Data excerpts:

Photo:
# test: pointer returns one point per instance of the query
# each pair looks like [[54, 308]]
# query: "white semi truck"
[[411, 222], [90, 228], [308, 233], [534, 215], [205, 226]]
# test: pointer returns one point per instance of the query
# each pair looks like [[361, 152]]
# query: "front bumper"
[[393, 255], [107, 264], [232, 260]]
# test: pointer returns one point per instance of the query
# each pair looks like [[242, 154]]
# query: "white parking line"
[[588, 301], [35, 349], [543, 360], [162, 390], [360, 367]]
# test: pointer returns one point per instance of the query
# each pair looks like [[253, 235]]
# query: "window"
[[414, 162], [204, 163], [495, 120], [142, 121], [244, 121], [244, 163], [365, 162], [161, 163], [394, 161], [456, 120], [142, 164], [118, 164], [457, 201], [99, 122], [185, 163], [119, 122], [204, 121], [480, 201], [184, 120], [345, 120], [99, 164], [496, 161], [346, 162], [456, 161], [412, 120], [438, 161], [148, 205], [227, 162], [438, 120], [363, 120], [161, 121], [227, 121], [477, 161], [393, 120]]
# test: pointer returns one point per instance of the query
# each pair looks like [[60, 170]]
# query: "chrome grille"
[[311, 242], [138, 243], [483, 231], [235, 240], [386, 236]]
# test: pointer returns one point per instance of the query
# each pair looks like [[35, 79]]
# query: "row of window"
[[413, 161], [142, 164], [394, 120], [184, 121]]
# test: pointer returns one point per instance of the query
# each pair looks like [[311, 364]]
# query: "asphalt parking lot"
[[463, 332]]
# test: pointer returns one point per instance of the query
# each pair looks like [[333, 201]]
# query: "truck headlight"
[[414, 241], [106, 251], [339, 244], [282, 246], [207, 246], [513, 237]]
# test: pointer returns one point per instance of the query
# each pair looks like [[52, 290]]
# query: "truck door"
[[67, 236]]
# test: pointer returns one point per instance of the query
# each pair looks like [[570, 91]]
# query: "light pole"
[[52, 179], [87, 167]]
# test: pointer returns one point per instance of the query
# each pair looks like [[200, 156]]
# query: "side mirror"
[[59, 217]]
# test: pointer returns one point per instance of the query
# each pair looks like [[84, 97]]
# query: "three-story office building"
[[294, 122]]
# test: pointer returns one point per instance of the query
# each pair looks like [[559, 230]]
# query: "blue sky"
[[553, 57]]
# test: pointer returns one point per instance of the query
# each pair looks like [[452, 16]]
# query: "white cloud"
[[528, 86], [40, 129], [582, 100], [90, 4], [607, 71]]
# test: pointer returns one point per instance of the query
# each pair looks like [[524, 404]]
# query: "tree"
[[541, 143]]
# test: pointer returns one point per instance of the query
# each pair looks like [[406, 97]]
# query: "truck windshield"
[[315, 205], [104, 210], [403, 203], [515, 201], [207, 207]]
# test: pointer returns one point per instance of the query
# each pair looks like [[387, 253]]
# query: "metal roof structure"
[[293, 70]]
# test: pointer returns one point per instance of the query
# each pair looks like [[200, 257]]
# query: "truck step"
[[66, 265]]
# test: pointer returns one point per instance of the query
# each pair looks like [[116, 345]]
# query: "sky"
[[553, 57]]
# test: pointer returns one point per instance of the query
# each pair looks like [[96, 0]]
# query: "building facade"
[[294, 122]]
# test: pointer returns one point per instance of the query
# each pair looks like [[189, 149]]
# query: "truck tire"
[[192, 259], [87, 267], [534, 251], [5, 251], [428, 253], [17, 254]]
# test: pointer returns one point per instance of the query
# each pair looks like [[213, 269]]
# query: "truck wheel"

## Your instructions:
Each record above has to be set down again, exactly and completely.

## Your solution:
Photo:
# test: pointer returns one point per instance of the query
# each pair looks like [[54, 308]]
# query: "white semi truck"
[[411, 222], [90, 228], [308, 233], [534, 215], [205, 226]]
# test: pointer returns one point per instance of the query
# each pair looks like [[361, 152]]
# query: "front bumper"
[[393, 255], [107, 264], [232, 260]]
# test: pointer returns one point per instance of the query
# each pair looks like [[242, 154]]
# query: "white parking line"
[[588, 301], [35, 349], [543, 360], [162, 390], [360, 367]]
# test: pointer returns one point per instance of the query
# each pair looks like [[253, 235]]
# query: "window"
[[414, 162], [204, 163], [495, 120], [142, 121], [244, 121], [244, 163], [365, 162], [161, 163], [394, 161], [456, 120], [142, 164], [118, 164], [457, 201], [99, 122], [185, 163], [119, 122], [204, 121], [480, 201], [184, 120], [345, 120], [99, 164], [496, 161], [346, 162], [456, 161], [412, 120], [438, 161], [148, 205], [227, 162], [438, 120], [363, 120], [161, 121], [227, 121], [477, 161], [393, 120]]
# test: pointer returns one point per instance of the query
# each pair looks like [[60, 170]]
# query: "chrome grille"
[[311, 242], [138, 243], [483, 231], [235, 240], [386, 236]]
# test: pointer returns one point per instance of the query
# each pair looks like [[35, 79]]
# query: "row of window"
[[413, 161], [142, 164], [394, 120], [184, 121]]
# test: pointer returns one point per instance of the query
# each pair looks like [[311, 364]]
# query: "asphalt parking lot"
[[463, 332]]
# test: pointer returns one point per instance of the query
# each pair looks like [[333, 201]]
# query: "truck headlight"
[[414, 241], [106, 251], [339, 244], [282, 246], [207, 246], [513, 237]]
# test: pointer returns one point per instance of the query
# each pair looks like [[52, 290]]
# query: "truck door"
[[67, 236]]
# test: pointer returns one point per instance of the query
# each pair looks like [[570, 91]]
# query: "light pole"
[[52, 179], [87, 167]]
# test: pointer returns one point per instance of the query
# each pair looks like [[200, 156]]
# query: "side mirror"
[[59, 217]]
# test: pointer returns one point per instance of the query
# each pair looks like [[84, 97]]
# query: "three-story office building"
[[294, 122]]
# test: pointer returns one point per instance of the query
# each pair looks like [[559, 230]]
# query: "blue sky"
[[553, 57]]
# test: pointer returns one point per instance of the query
# each pair looks like [[452, 16]]
# query: "white cloud"
[[528, 86], [40, 129], [582, 100], [90, 4], [607, 71]]
# test: pointer returns one point per instance of the query
# each pair looks like [[524, 404]]
# query: "tree"
[[541, 143]]
# test: pointer returns one point per instance of the query
# each pair looks like [[406, 97]]
# query: "truck windshield"
[[315, 205], [104, 210], [403, 203], [515, 201], [207, 207]]
# test: pointer returns one point per instance of the query
# each pair looks like [[387, 253]]
# query: "metal roof structure"
[[293, 70]]
# test: pointer returns one point per instance of the query
# each pair looks like [[200, 257]]
# query: "truck step"
[[66, 265]]
# test: pointer returns one point per instance of the query
# each pair looks like [[116, 345]]
# query: "sky"
[[553, 57]]
# test: pointer returns one point per instance of the query
# each pair looks like [[96, 0]]
# query: "building facade"
[[294, 122]]
# test: pointer returns one point per instance of the query
# each pair looks like [[189, 149]]
# query: "truck tire"
[[192, 259], [87, 267], [534, 251], [5, 251], [428, 253], [17, 254]]
# test: pointer returns one point per instance of the query
# each pair looks like [[213, 269]]
# query: "truck wheel"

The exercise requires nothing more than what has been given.